Extrait source:
================================
La villa les Roches Brunes dominant la falaise de l’extrême pointe de la Malouine à Dinard présente jusqu’au 2 novembre Voyages en abstraction qui réunit plus de 70 œuvres d’Olivier Debré (1920-1999). Elle montre des pièces de moyen et de petit format ainsi que des sculptures de l’artiste lié à la Loire. Pour son second commissariat, Laura Goedert qui avait présenté l’an dernier Elisabeth et Gérard Garouste, L’art à La Source, se consacre cette saison à ce maitre de l’abstraction lyrique dans une approche poétique et intimiste.

Formé aux Beaux-Arts de Paris dès 1938, Olivier Debré juste après la Seconde Guerre mondiale entamera une série figurative de dessins où ses compositions illustreront le thème des otages, voir par exemple « Le mort de Dachau ». La silhouette humaine stylisée donnera aussi lieu à sa série des « Signes-personnages ». Il va ensuite aborder sa longue période d’abstraction, son travail se fait d’abord au couteau avec de larges empâtements. En 1957 il participe au salon Réalités Nouvelles. On a parlé à son sujet d’abstraction fervente.
================================
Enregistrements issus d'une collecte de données

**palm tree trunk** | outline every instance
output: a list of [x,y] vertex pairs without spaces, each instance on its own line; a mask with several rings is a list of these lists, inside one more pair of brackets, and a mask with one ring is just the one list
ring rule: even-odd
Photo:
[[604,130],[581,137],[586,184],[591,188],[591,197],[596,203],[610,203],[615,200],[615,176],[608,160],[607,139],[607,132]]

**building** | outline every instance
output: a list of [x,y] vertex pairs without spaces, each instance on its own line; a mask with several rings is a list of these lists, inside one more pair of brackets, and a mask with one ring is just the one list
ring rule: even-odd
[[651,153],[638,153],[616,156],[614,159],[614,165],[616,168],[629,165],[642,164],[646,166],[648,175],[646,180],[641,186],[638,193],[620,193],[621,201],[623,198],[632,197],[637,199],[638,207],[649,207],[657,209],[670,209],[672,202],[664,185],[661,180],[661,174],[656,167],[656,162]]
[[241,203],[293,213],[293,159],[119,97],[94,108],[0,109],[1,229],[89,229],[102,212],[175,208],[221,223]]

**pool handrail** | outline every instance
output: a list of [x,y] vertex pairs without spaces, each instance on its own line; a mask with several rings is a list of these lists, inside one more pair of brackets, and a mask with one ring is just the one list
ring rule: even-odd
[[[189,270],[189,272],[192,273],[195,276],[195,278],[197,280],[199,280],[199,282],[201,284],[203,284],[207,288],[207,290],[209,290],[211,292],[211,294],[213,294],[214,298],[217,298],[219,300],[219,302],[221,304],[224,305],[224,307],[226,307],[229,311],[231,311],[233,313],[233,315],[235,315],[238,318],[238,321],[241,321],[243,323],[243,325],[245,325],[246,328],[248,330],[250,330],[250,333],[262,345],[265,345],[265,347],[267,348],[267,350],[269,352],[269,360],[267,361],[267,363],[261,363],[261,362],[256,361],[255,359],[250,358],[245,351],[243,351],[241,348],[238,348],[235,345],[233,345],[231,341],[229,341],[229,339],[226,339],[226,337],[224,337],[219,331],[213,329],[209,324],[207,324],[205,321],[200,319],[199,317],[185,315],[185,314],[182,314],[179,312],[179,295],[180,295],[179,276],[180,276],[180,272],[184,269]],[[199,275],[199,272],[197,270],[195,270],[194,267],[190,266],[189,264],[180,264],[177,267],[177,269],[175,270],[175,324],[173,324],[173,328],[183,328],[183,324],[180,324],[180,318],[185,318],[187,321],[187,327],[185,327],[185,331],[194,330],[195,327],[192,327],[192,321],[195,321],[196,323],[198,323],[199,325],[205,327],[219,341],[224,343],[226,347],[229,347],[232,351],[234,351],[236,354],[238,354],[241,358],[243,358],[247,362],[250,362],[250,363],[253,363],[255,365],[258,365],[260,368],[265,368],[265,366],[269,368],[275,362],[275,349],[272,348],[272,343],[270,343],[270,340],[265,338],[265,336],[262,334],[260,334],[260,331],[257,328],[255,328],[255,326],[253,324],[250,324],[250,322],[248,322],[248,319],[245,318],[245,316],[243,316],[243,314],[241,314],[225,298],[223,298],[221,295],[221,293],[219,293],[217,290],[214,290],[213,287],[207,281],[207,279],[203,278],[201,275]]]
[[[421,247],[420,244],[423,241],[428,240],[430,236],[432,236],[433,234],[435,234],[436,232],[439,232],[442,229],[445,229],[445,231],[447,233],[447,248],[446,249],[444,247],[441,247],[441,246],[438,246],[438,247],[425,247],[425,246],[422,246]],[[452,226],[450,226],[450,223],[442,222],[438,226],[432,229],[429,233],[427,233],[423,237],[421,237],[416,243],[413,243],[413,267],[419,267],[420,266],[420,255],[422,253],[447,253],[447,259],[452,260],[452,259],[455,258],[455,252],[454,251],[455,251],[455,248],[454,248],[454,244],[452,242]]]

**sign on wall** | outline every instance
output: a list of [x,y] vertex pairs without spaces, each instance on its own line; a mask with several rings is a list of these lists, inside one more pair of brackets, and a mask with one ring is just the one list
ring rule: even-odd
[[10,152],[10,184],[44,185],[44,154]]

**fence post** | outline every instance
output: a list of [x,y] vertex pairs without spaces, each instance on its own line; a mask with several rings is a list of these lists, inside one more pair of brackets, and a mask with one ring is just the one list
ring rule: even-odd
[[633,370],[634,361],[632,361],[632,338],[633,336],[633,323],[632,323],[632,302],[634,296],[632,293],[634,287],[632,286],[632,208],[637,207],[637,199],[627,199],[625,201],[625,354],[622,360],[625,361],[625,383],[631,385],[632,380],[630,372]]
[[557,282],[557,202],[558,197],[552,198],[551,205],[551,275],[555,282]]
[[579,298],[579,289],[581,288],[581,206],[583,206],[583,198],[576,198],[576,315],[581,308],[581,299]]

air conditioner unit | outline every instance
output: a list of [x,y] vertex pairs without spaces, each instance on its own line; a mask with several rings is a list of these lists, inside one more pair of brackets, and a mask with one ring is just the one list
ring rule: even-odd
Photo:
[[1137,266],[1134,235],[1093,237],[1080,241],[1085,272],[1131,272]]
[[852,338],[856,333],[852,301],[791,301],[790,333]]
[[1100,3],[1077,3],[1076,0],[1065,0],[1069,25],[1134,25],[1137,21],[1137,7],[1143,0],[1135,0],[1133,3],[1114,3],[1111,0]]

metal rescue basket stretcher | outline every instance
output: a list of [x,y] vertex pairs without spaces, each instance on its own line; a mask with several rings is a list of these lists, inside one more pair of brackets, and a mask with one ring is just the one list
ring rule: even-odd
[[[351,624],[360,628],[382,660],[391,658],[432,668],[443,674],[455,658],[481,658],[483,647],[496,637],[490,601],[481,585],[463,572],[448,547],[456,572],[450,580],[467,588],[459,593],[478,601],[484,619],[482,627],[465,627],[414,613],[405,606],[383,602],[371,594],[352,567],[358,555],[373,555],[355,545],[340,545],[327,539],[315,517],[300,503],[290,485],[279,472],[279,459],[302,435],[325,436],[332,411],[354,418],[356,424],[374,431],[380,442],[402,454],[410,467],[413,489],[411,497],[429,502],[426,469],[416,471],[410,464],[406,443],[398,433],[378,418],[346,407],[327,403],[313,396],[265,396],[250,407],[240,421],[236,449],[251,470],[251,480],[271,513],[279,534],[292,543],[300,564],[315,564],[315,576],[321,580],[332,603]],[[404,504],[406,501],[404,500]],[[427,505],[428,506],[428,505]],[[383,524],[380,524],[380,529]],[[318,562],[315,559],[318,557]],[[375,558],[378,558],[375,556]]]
================================
Objectifs:
(a) Répondez à ces questions sur l'extrait consacré à l'exposition Olivier Debré :
(i) Jusqu'à quelle date l'exposition Voyages en abstraction est-elle présentée ?
(ii) En quelle année Olivier Debré commence-t-il sa formation aux Beaux-Arts de Paris ?
(iii) À quel salon participe-t-il en 1957 ?
(b) Pouvez-vous retaper fidèlement le passage de l'extrait sur l'exposition Olivier Debré, depuis « La villa les » jusqu'à « poétique et intimiste. » inclus ?

Résultats finaux:
(a)
(i) Jusqu'au 2 novembre.
(ii) En 1938.
(iii) Au salon Réalités Nouvelles.

(b)
La villa les Roches Brunes dominant la falaise de l’extrême pointe de la Malouine à Dinard présente jusqu’au 2 novembre Voyages en abstraction qui réunit plus de 70 œuvres d’Olivier Debré (1920-1999). Elle montre des pièces de moyen et de petit format ainsi que des sculptures de l’artiste lié à la Loire. Pour son second commissariat, Laura Goedert qui avait présenté l’an dernier Elisabeth et Gérard Garouste, L’art à La Source, se consacre cette saison à ce maitre de l’abstraction lyrique dans une approche poétique et intimiste.